- _WHAT YOU SHOULD DO_
Reproduce each line of the items below verbatim.

═══

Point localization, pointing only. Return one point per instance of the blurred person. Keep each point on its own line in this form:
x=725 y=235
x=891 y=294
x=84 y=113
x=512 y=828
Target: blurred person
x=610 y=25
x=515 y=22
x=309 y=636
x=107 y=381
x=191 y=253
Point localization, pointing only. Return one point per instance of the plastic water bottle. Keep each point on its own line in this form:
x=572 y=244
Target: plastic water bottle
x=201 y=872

═══

- _WRITTEN SOLUTION_
Point localization, pointing only. Return one point per instance of the blurred person. Keep each point on its own line in this form:
x=725 y=235
x=891 y=294
x=84 y=113
x=512 y=828
Target: blurred person
x=610 y=25
x=515 y=22
x=309 y=636
x=107 y=381
x=191 y=253
Point localization, pointing only. Return one point per instance of the plastic water bottle. Keep each point on its own line in this form:
x=572 y=244
Target: plastic water bottle
x=201 y=872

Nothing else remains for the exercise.